SOURCE EXCERPT:
:::

When the building reopened in November, nostalgic alumni could breathe a sigh of relief that the original fireplaces, walls full of memorabilia and initials carved into wooden tables all remained intact. Despite the nod to the past, however, the building represents a vision of Williams’ future. The renovation is only one step the college has taken in recent years to become a model of sustainability, reducing energy use and carbon emissions to do its part in slowing the devastating effects of global climate change.
In September, President Adam Falk and the Board of Trustees announced a new goal of reducing emissions on campus to 35 percent below 1990 levels in five years, reaching carbon neutrality by the close of 2020. The ambitious goal is part of an all-hands-on-deck plan to invest as much as $50 million in campus improvements, regional and onsite renewable energy, and education.
Growing Campus > Shrinking CO2 Footprint
In 1990, built square footage on campus totaled 1.9 million, and emissions stood at 21,400 metric tons of CO2. By 2006, a slew of building projects grew the campus footprint by 26% and emissions by 54%, where they peaked at 33,000. Additional building projects added another 3.8% to our square footage by 2014, while sustainability efforts brought down emissions 14% from the 2006 peak. Over the next five years Williams will continue to reduce its emissions to 35% below 1990 levels.
“We want to be good stewards of our resources and responsible citizens in the region and globally, but it’s also a critical part of our educational mission,” says Falk. “This is a really important opportunity to engage students in a conversation about our behavior. To the extent they can take those conversations out into the world, that’s an important part of their education.”

:::

JOBS:
a - According to the excerpt on the Williams campus, how much money does the plan invest in campus improvements, renewable energy, and education?
b - Add 118 to every coordinate in the outline answers and rewrite everything in the records from their start down to the line containing "M 254 20 L 252", both ends included and the requests kept. Leave the pictures out.

PROVIDED RECORDS:

:::

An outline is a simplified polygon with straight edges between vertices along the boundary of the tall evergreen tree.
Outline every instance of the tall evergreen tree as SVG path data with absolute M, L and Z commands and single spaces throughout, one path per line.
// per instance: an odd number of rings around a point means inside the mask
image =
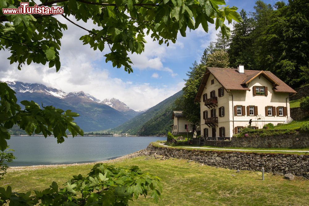
M 216 49 L 227 51 L 231 43 L 231 39 L 228 39 L 226 36 L 223 37 L 221 31 L 216 35 L 217 37 L 216 39 L 217 40 L 215 43 Z
M 254 20 L 252 18 L 248 17 L 243 9 L 239 14 L 243 21 L 234 23 L 234 29 L 228 51 L 230 66 L 234 67 L 236 65 L 243 64 L 247 69 L 252 69 L 254 62 L 254 50 L 252 49 L 253 40 L 250 34 Z

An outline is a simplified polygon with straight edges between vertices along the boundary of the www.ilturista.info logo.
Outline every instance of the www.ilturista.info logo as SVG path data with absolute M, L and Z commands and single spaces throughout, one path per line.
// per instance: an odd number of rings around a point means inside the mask
M 3 14 L 43 14 L 45 15 L 62 14 L 63 10 L 58 7 L 49 7 L 44 6 L 29 6 L 29 2 L 21 2 L 17 8 L 2 9 Z

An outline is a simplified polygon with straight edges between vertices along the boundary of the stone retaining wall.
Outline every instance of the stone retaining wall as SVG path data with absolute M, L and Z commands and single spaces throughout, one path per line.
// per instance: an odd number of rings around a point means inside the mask
M 253 148 L 309 148 L 309 134 L 283 134 L 265 137 L 233 137 L 231 147 Z M 309 163 L 308 163 L 309 164 Z
M 166 157 L 192 160 L 210 166 L 258 171 L 264 167 L 267 172 L 291 173 L 309 179 L 309 155 L 189 150 L 151 144 L 147 149 Z
M 309 116 L 309 112 L 303 111 L 299 107 L 290 108 L 290 114 L 291 117 L 294 120 L 300 120 Z
M 309 85 L 297 88 L 294 90 L 297 92 L 297 94 L 290 97 L 290 101 L 298 99 L 303 97 L 309 96 Z

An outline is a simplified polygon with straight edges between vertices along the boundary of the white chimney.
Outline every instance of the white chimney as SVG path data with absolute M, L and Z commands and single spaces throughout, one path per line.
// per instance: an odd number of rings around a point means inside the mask
M 245 69 L 243 65 L 240 64 L 237 66 L 237 70 L 240 74 L 243 74 L 245 73 Z

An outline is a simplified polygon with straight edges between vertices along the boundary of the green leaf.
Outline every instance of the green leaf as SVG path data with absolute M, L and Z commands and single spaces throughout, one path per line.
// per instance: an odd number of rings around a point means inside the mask
M 56 58 L 56 52 L 53 47 L 51 47 L 48 48 L 45 51 L 44 53 L 46 55 L 46 58 L 49 61 L 54 59 Z

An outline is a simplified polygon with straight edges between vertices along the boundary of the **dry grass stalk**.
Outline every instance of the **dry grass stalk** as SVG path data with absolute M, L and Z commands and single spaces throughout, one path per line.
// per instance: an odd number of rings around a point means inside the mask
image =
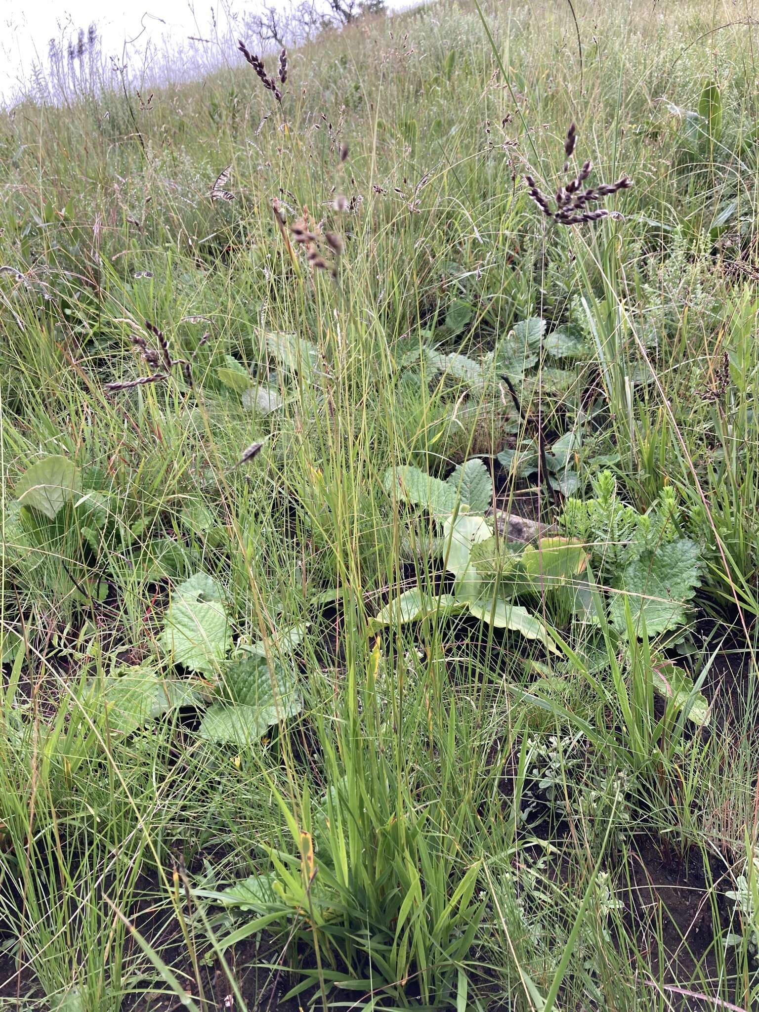
M 576 147 L 577 126 L 572 123 L 564 142 L 565 172 L 569 172 L 570 159 L 574 155 Z M 616 182 L 599 183 L 595 187 L 589 186 L 583 190 L 581 187 L 592 169 L 593 163 L 590 160 L 584 162 L 576 175 L 565 180 L 559 186 L 554 196 L 555 208 L 552 207 L 551 197 L 543 193 L 530 175 L 524 177 L 527 183 L 527 192 L 542 214 L 557 225 L 581 225 L 583 222 L 597 222 L 601 218 L 621 218 L 619 212 L 608 210 L 606 207 L 591 209 L 588 204 L 600 203 L 606 197 L 627 189 L 632 185 L 632 180 L 628 179 L 627 176 L 620 176 Z
M 277 102 L 281 103 L 281 101 L 282 101 L 282 93 L 279 90 L 279 88 L 277 88 L 276 81 L 274 80 L 274 78 L 273 77 L 269 77 L 269 75 L 266 73 L 266 68 L 263 65 L 263 60 L 261 60 L 260 57 L 257 57 L 255 55 L 255 53 L 251 53 L 250 50 L 247 48 L 247 46 L 245 45 L 245 43 L 242 39 L 238 39 L 238 49 L 240 50 L 240 52 L 242 53 L 242 55 L 245 57 L 245 59 L 248 61 L 248 63 L 251 65 L 251 67 L 253 68 L 253 70 L 256 72 L 256 76 L 258 77 L 259 81 L 264 86 L 264 88 L 266 88 L 267 91 L 270 91 L 272 93 L 272 95 L 274 96 L 274 98 L 276 98 Z M 282 53 L 284 53 L 284 50 L 282 50 Z M 279 58 L 280 79 L 281 79 L 281 66 L 282 65 L 281 65 L 281 57 L 280 57 Z M 286 78 L 286 72 L 287 72 L 287 58 L 286 58 L 286 54 L 285 54 L 285 58 L 284 58 L 284 74 L 285 74 L 285 78 Z M 282 81 L 282 84 L 284 84 L 284 81 Z

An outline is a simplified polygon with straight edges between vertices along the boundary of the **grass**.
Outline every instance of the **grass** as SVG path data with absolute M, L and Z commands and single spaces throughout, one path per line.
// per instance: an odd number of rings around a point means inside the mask
M 755 1006 L 755 40 L 431 4 L 0 113 L 0 1007 Z

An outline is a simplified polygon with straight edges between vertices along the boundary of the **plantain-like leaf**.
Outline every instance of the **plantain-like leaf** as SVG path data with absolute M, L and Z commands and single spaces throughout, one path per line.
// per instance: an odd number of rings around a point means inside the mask
M 414 506 L 421 506 L 435 515 L 452 513 L 456 504 L 456 491 L 448 482 L 441 482 L 409 465 L 390 468 L 385 474 L 385 488 L 393 490 Z
M 55 520 L 79 487 L 79 472 L 67 456 L 46 456 L 23 473 L 16 485 L 16 499 Z
M 216 580 L 196 573 L 174 591 L 162 645 L 190 671 L 210 674 L 230 648 L 230 622 Z
M 655 667 L 652 672 L 654 690 L 664 696 L 678 710 L 685 708 L 685 715 L 703 728 L 709 722 L 709 704 L 702 692 L 696 692 L 687 672 L 669 661 Z
M 240 747 L 259 741 L 268 729 L 303 709 L 294 673 L 276 661 L 250 657 L 229 666 L 223 702 L 210 705 L 198 734 Z
M 493 498 L 493 481 L 486 465 L 477 456 L 459 463 L 448 478 L 472 513 L 484 513 Z
M 521 604 L 513 604 L 502 597 L 490 599 L 486 597 L 477 602 L 471 601 L 470 611 L 476 618 L 489 622 L 496 628 L 521 632 L 526 640 L 539 640 L 550 650 L 556 650 L 540 619 L 527 611 Z
M 232 355 L 224 356 L 224 365 L 217 369 L 217 377 L 222 386 L 227 390 L 232 390 L 236 394 L 244 394 L 250 387 L 250 372 L 242 362 L 238 362 Z
M 487 541 L 493 536 L 493 530 L 481 516 L 459 512 L 457 516 L 449 516 L 443 523 L 445 567 L 456 578 L 460 585 L 470 569 L 472 549 L 479 541 Z M 473 570 L 477 579 L 477 571 Z
M 521 557 L 522 568 L 537 592 L 556 589 L 573 581 L 588 565 L 580 541 L 570 537 L 543 537 L 528 544 Z
M 420 587 L 407 590 L 389 601 L 381 608 L 371 620 L 371 625 L 402 625 L 405 622 L 418 621 L 428 615 L 438 612 L 445 614 L 462 607 L 452 594 L 440 594 L 436 597 Z

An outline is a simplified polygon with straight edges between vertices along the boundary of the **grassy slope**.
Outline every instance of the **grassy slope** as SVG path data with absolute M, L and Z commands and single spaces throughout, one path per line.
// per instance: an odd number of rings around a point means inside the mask
M 756 831 L 756 34 L 734 5 L 577 14 L 582 77 L 564 5 L 487 10 L 497 55 L 476 9 L 432 5 L 291 54 L 281 108 L 241 60 L 149 108 L 83 87 L 64 109 L 0 119 L 0 923 L 6 965 L 30 967 L 43 1007 L 116 1009 L 174 986 L 201 1005 L 198 976 L 217 1001 L 192 955 L 214 964 L 246 924 L 273 938 L 261 967 L 306 966 L 318 1006 L 697 1007 L 666 990 L 679 986 L 751 1007 L 751 927 L 729 925 L 725 892 Z M 687 111 L 708 78 L 711 135 Z M 595 179 L 635 180 L 614 197 L 623 221 L 547 229 L 526 195 L 525 171 L 556 186 L 573 119 Z M 212 201 L 228 165 L 235 199 Z M 307 207 L 342 237 L 338 283 L 290 258 L 274 199 L 287 229 Z M 707 669 L 708 733 L 657 724 L 646 642 L 570 624 L 573 661 L 434 615 L 367 636 L 389 588 L 440 569 L 437 531 L 422 515 L 409 533 L 387 469 L 444 478 L 533 435 L 495 368 L 461 385 L 425 371 L 420 347 L 477 359 L 530 316 L 587 342 L 519 388 L 552 438 L 583 429 L 580 494 L 605 455 L 638 510 L 676 490 L 680 532 L 701 546 L 681 653 Z M 178 367 L 104 390 L 153 370 L 132 342 L 155 344 L 146 319 L 192 360 L 192 390 Z M 312 345 L 277 357 L 270 333 Z M 225 356 L 268 370 L 281 407 L 244 408 Z M 49 454 L 90 495 L 54 527 L 14 497 Z M 535 484 L 497 478 L 507 505 Z M 124 665 L 197 678 L 172 672 L 161 630 L 170 591 L 198 572 L 222 588 L 237 649 L 263 640 L 270 667 L 276 630 L 311 622 L 284 657 L 304 712 L 263 745 L 210 744 L 187 710 L 119 734 L 85 687 Z M 336 587 L 339 607 L 320 603 Z M 732 707 L 714 677 L 728 662 L 743 671 Z M 207 690 L 219 668 L 198 667 Z M 270 917 L 233 923 L 206 904 L 268 871 L 271 848 L 285 856 Z M 673 942 L 656 897 L 644 903 L 637 855 L 652 850 L 668 867 L 708 856 L 699 939 Z M 742 941 L 727 950 L 729 931 Z M 264 1007 L 272 979 L 279 995 L 301 981 L 258 974 Z

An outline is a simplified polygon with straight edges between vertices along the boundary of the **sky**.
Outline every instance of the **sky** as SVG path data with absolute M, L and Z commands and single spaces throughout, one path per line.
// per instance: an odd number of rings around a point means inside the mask
M 150 4 L 150 0 L 148 0 Z M 9 101 L 19 82 L 27 81 L 34 65 L 48 62 L 51 38 L 76 40 L 79 28 L 97 25 L 103 52 L 121 56 L 124 43 L 133 56 L 150 40 L 163 50 L 186 41 L 190 35 L 208 37 L 213 30 L 212 3 L 201 0 L 0 0 L 0 98 Z M 219 31 L 227 35 L 229 11 L 255 9 L 250 0 L 229 0 L 213 5 Z M 194 7 L 194 10 L 193 10 Z M 137 39 L 130 43 L 131 39 Z

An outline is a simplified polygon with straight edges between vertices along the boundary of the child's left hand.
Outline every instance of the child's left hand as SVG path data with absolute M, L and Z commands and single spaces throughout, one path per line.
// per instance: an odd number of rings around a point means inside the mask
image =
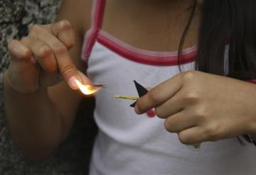
M 135 111 L 152 108 L 166 129 L 187 145 L 256 133 L 256 85 L 235 79 L 182 73 L 151 89 Z

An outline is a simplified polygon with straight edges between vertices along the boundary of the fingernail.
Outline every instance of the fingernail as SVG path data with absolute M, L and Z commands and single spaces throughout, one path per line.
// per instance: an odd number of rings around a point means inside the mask
M 76 79 L 77 79 L 75 78 L 75 77 L 73 76 L 71 78 L 70 78 L 70 79 L 68 80 L 69 85 L 72 89 L 75 89 L 78 88 L 78 84 L 75 82 Z
M 138 108 L 138 106 L 137 105 L 134 106 L 134 110 L 135 110 L 135 113 L 137 114 L 139 114 L 139 115 L 141 114 L 141 113 L 140 113 L 140 111 L 139 110 L 139 108 Z

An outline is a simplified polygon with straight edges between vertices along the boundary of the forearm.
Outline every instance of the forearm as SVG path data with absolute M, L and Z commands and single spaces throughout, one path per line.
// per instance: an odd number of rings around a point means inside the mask
M 61 117 L 47 89 L 30 94 L 14 91 L 4 77 L 6 118 L 16 143 L 32 159 L 45 157 L 63 139 Z

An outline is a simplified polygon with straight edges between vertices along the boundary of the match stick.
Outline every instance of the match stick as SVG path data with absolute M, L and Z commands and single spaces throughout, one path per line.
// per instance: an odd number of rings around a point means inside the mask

:::

RESULTS OF THE TASKS:
a - As much as $50 million.

b -
An outline is a simplified polygon with straight edges between vertices along the boundary of the tall evergreen tree.
Outline every instance of the tall evergreen tree as SVG path data with absolute M, L and Z commands and single spaces throughout, one path per line.
// per instance: an odd number of rings around a point means inside the mask
image =
M 334 167 L 345 169 L 349 161 L 349 157 L 346 157 L 344 154 L 341 155 L 339 149 L 334 153 L 335 155 L 334 157 L 335 158 L 333 161 Z
M 372 138 L 370 136 L 366 135 L 361 127 L 357 132 L 361 139 L 352 141 L 352 147 L 346 169 L 348 184 L 352 185 L 354 183 L 361 182 L 365 187 L 370 187 L 372 180 L 372 168 L 370 167 L 371 158 L 368 152 Z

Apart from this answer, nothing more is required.